YOUR INSTRUCTIONS »
All lines of the material that contain "target" must be copied out.
****************************************
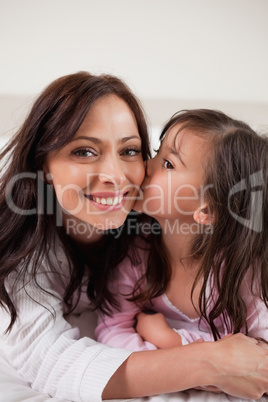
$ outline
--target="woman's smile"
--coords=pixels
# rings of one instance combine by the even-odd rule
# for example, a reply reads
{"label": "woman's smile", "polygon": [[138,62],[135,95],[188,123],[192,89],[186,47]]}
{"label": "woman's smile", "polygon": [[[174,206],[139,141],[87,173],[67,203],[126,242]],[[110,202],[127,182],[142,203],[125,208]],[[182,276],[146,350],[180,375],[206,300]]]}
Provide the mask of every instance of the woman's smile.
{"label": "woman's smile", "polygon": [[97,208],[102,210],[115,210],[123,208],[126,202],[128,191],[117,194],[95,193],[84,195]]}

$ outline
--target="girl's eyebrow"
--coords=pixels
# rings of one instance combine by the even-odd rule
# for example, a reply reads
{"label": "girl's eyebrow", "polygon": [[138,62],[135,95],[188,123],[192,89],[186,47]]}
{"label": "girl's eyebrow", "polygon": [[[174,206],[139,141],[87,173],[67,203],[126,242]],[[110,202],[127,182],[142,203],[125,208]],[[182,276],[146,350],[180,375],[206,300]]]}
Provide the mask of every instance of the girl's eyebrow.
{"label": "girl's eyebrow", "polygon": [[186,167],[186,165],[185,165],[185,163],[183,162],[183,159],[182,159],[182,157],[181,157],[181,153],[178,152],[175,147],[170,147],[168,150],[169,150],[169,152],[170,152],[172,155],[176,156],[176,158],[179,159],[179,161],[183,164],[183,166]]}
{"label": "girl's eyebrow", "polygon": [[[138,135],[132,135],[132,136],[129,136],[129,137],[123,137],[123,138],[120,139],[119,142],[124,144],[125,142],[127,142],[129,140],[133,140],[133,139],[137,139],[137,140],[139,140],[141,142],[141,137],[138,136]],[[77,141],[77,140],[87,140],[87,141],[93,142],[94,144],[101,144],[103,142],[98,137],[87,137],[86,135],[80,135],[79,137],[72,138],[70,142]]]}

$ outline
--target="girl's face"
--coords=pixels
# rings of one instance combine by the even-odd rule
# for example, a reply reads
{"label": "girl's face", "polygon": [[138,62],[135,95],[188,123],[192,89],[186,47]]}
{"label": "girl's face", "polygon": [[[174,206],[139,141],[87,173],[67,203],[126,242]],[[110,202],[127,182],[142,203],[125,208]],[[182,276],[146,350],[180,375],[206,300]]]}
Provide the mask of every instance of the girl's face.
{"label": "girl's face", "polygon": [[160,224],[163,219],[193,221],[194,212],[204,202],[208,141],[186,130],[177,135],[178,129],[179,125],[170,129],[157,155],[147,161],[143,195],[135,204],[135,210]]}
{"label": "girl's face", "polygon": [[107,230],[124,223],[145,174],[141,148],[128,105],[115,95],[98,99],[72,140],[44,165],[68,225],[72,217],[82,221],[81,231],[85,224]]}

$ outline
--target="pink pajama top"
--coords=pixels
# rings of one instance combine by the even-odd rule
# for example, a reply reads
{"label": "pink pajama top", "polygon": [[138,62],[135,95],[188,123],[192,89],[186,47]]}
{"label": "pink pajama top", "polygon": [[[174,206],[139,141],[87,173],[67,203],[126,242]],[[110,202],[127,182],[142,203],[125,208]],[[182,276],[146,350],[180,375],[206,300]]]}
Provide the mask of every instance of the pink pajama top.
{"label": "pink pajama top", "polygon": [[[132,351],[156,349],[153,344],[143,341],[135,331],[135,316],[140,312],[140,309],[135,303],[127,301],[125,296],[132,292],[135,283],[145,271],[147,252],[140,250],[139,254],[141,257],[139,265],[134,266],[126,258],[118,266],[117,273],[110,283],[110,289],[119,303],[119,311],[113,308],[111,317],[100,314],[95,331],[99,342]],[[252,294],[249,277],[250,275],[245,278],[241,287],[243,298],[247,305],[248,335],[268,340],[268,309],[258,296]],[[207,294],[211,294],[212,291],[212,287],[209,286]],[[216,298],[215,290],[214,295]],[[152,299],[151,303],[147,303],[144,308],[162,313],[169,325],[181,336],[183,345],[191,343],[198,338],[213,341],[208,324],[204,320],[200,322],[199,318],[191,319],[187,317],[170,302],[165,293]],[[221,317],[216,319],[215,324],[221,337],[227,335]]]}

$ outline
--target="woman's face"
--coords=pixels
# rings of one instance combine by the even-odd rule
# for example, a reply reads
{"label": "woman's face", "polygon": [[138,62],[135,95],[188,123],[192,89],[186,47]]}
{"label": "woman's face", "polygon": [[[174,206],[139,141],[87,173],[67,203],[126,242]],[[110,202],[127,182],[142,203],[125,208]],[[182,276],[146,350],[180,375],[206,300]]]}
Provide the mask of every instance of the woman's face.
{"label": "woman's face", "polygon": [[44,164],[68,225],[71,218],[81,231],[83,224],[107,230],[124,223],[145,174],[141,149],[129,106],[115,95],[98,99],[72,140]]}
{"label": "woman's face", "polygon": [[[204,202],[204,164],[208,140],[189,131],[170,129],[157,155],[147,161],[142,196],[134,209],[161,222],[193,221],[193,214]],[[174,143],[175,140],[175,143]]]}

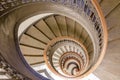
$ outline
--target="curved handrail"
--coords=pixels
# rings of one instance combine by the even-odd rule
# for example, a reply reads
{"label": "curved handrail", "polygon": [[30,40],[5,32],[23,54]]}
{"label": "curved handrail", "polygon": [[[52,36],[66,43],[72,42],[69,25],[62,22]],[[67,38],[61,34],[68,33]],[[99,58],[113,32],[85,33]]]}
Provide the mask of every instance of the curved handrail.
{"label": "curved handrail", "polygon": [[[77,46],[79,46],[79,47],[81,47],[83,50],[84,50],[84,54],[85,54],[85,57],[86,57],[86,63],[85,63],[85,65],[84,65],[84,68],[86,68],[87,67],[87,65],[88,65],[88,63],[89,63],[89,57],[88,57],[88,52],[87,52],[87,50],[86,50],[86,48],[84,47],[84,45],[80,42],[80,41],[77,41],[77,40],[75,40],[75,39],[73,39],[73,38],[69,38],[69,37],[67,37],[67,36],[64,36],[64,37],[58,37],[58,38],[55,38],[55,39],[53,39],[50,43],[48,43],[48,45],[47,45],[47,47],[45,48],[45,50],[44,50],[44,60],[45,60],[45,63],[46,63],[46,65],[48,66],[48,68],[51,70],[51,72],[53,72],[55,75],[57,75],[57,76],[59,76],[59,77],[61,77],[61,78],[63,78],[63,79],[77,79],[77,78],[81,78],[81,76],[80,76],[80,74],[79,75],[76,75],[76,76],[66,76],[66,75],[63,75],[63,74],[61,74],[61,73],[59,73],[59,72],[57,72],[55,69],[54,69],[54,67],[52,67],[52,65],[50,64],[50,63],[52,63],[51,61],[48,61],[48,60],[50,60],[48,57],[47,57],[47,54],[48,55],[54,55],[54,53],[53,53],[53,51],[52,51],[52,53],[51,52],[49,52],[50,50],[49,50],[49,48],[51,47],[51,48],[53,48],[54,49],[54,46],[56,46],[57,44],[59,45],[61,45],[61,43],[62,43],[62,41],[70,41],[70,43],[74,43],[74,44],[76,44]],[[64,44],[64,43],[63,43]],[[72,44],[71,44],[72,45]],[[56,47],[55,47],[56,48]],[[75,53],[74,53],[75,54]],[[63,54],[64,55],[64,54]],[[66,54],[65,54],[66,55]],[[78,55],[78,54],[77,54]],[[80,55],[79,55],[80,56]],[[82,59],[80,59],[80,62],[82,61]],[[60,64],[60,63],[59,63]],[[61,69],[62,70],[62,69]],[[84,73],[84,69],[81,71],[81,73]],[[63,73],[64,73],[64,71],[63,71]]]}

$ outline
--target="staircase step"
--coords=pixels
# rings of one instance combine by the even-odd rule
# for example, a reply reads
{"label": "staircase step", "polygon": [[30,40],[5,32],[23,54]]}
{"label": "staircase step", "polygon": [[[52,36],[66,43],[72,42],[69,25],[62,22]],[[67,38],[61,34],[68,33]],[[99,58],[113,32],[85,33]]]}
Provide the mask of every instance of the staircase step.
{"label": "staircase step", "polygon": [[66,17],[66,24],[67,24],[67,33],[68,36],[74,37],[75,31],[75,21],[71,20],[70,18]]}
{"label": "staircase step", "polygon": [[26,45],[30,45],[30,46],[35,46],[38,48],[45,48],[45,44],[27,36],[27,35],[22,35],[21,40],[20,40],[21,44],[26,44]]}
{"label": "staircase step", "polygon": [[120,2],[120,0],[102,0],[100,6],[105,16],[107,16],[112,9],[114,9]]}
{"label": "staircase step", "polygon": [[20,45],[20,49],[23,52],[23,55],[42,55],[43,50],[35,49],[27,46]]}
{"label": "staircase step", "polygon": [[83,30],[82,26],[80,24],[76,23],[76,25],[75,25],[75,39],[77,39],[77,40],[80,39],[80,35],[82,33],[82,30]]}
{"label": "staircase step", "polygon": [[36,28],[35,26],[31,26],[26,33],[31,36],[34,36],[35,38],[45,43],[48,43],[50,41],[49,38],[47,38],[42,32],[40,32],[39,28]]}
{"label": "staircase step", "polygon": [[66,26],[66,20],[64,16],[55,15],[55,19],[57,21],[57,24],[60,28],[62,36],[67,36],[67,26]]}
{"label": "staircase step", "polygon": [[50,16],[44,20],[46,24],[49,26],[50,30],[53,32],[53,34],[58,37],[61,36],[58,24],[54,18],[54,16]]}
{"label": "staircase step", "polygon": [[30,65],[41,64],[45,62],[43,57],[32,57],[32,56],[30,57],[24,56],[24,57]]}
{"label": "staircase step", "polygon": [[44,20],[40,20],[35,24],[41,31],[43,31],[50,39],[55,38],[55,35],[49,29],[48,25],[44,22]]}

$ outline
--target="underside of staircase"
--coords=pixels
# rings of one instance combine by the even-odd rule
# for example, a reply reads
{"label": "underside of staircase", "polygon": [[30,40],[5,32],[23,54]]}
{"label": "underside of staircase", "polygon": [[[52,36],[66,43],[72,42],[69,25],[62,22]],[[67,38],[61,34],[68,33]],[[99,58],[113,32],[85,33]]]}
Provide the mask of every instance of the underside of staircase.
{"label": "underside of staircase", "polygon": [[[103,61],[99,67],[92,73],[94,77],[89,76],[83,80],[119,80],[120,79],[120,0],[97,0],[102,12],[104,14],[107,31],[108,31],[108,46],[106,54]],[[6,33],[7,34],[7,33]],[[63,37],[64,36],[64,37]],[[60,42],[60,48],[56,49],[52,55],[52,60],[49,59],[49,54],[46,53],[46,61],[44,60],[44,50],[46,47],[49,48],[48,43],[52,39],[61,38],[68,42],[75,38],[75,42],[70,42],[70,44],[75,44],[80,41],[87,48],[89,58],[93,58],[94,46],[92,40],[87,33],[87,31],[82,28],[82,25],[77,21],[70,19],[67,16],[59,14],[50,14],[46,17],[38,19],[33,22],[26,30],[24,30],[19,35],[19,47],[21,49],[22,55],[24,56],[26,62],[33,68],[37,73],[42,74],[44,77],[49,77],[49,79],[54,80],[51,71],[47,70],[46,61],[48,63],[54,63],[53,67],[60,71],[59,58],[64,57],[65,52],[76,52],[78,53],[79,48],[75,48],[73,45],[62,46],[62,41]],[[70,39],[68,38],[70,37]],[[52,45],[59,45],[57,44]],[[59,40],[58,40],[59,41]],[[76,44],[75,44],[76,45]],[[86,49],[85,49],[86,50]],[[49,51],[49,50],[48,50]],[[54,51],[54,50],[53,50]],[[84,52],[83,52],[84,53]],[[77,55],[77,54],[76,54]],[[12,57],[10,57],[12,58]],[[4,59],[1,57],[1,59]],[[87,59],[86,59],[87,60]],[[77,60],[76,60],[77,61]],[[76,62],[75,61],[75,62]],[[92,61],[92,60],[91,60]],[[89,62],[91,62],[89,61]],[[88,62],[88,63],[89,63]],[[76,62],[77,63],[77,62]],[[86,62],[87,64],[87,62]],[[9,65],[8,65],[9,66]],[[38,68],[38,66],[41,66]],[[74,65],[73,65],[74,66]],[[13,70],[15,73],[16,71]],[[19,74],[19,73],[18,73]],[[69,71],[68,71],[69,74]],[[71,75],[75,74],[75,71]],[[0,80],[11,80],[13,75],[7,74],[6,70],[0,68]],[[15,75],[16,76],[16,75]],[[21,77],[20,75],[18,75]],[[16,80],[16,79],[15,79]],[[29,80],[29,79],[25,79]],[[57,80],[57,79],[55,79]]]}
****************************************
ANSWER SPACE »
--target="woman's smile"
--target="girl's eyebrow"
--target="girl's face"
--target="pink pajama top"
--target="woman's face"
--target="curved handrail"
--target="staircase step"
--target="underside of staircase"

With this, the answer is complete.